Records of labeled points
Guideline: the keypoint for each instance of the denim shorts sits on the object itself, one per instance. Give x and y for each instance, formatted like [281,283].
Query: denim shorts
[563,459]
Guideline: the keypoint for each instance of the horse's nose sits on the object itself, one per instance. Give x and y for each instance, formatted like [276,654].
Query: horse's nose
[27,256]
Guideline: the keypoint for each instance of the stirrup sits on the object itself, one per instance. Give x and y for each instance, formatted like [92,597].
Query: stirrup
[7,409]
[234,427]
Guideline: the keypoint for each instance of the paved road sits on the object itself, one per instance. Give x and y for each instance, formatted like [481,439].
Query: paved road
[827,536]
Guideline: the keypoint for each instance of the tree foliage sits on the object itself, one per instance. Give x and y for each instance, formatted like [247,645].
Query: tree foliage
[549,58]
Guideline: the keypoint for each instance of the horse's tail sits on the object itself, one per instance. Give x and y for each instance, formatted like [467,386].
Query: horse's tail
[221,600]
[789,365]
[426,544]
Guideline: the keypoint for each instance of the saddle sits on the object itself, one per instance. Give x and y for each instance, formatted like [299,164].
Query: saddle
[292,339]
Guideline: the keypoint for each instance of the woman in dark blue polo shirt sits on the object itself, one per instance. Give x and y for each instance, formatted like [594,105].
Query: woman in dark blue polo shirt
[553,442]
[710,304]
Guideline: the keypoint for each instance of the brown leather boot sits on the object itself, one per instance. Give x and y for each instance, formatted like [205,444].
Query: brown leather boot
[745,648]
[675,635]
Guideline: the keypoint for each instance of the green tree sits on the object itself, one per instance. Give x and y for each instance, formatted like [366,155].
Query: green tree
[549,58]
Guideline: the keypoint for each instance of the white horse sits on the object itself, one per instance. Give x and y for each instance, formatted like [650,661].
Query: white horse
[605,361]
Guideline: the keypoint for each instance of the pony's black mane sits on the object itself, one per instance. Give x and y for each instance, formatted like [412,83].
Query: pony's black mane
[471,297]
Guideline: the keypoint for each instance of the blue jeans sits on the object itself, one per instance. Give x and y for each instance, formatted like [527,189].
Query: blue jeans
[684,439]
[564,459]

- What the exercise asks
Copy out the lines starting at the one that has "Guideline: the keypoint for each instance of the blue" and running through the end of the records.

- Result of this task
Guideline: the keypoint for each instance of the blue jeans sits on the object itself, one per instance. Give x and y for each instance, formatted like [527,189].
Query: blue jeans
[684,439]
[564,459]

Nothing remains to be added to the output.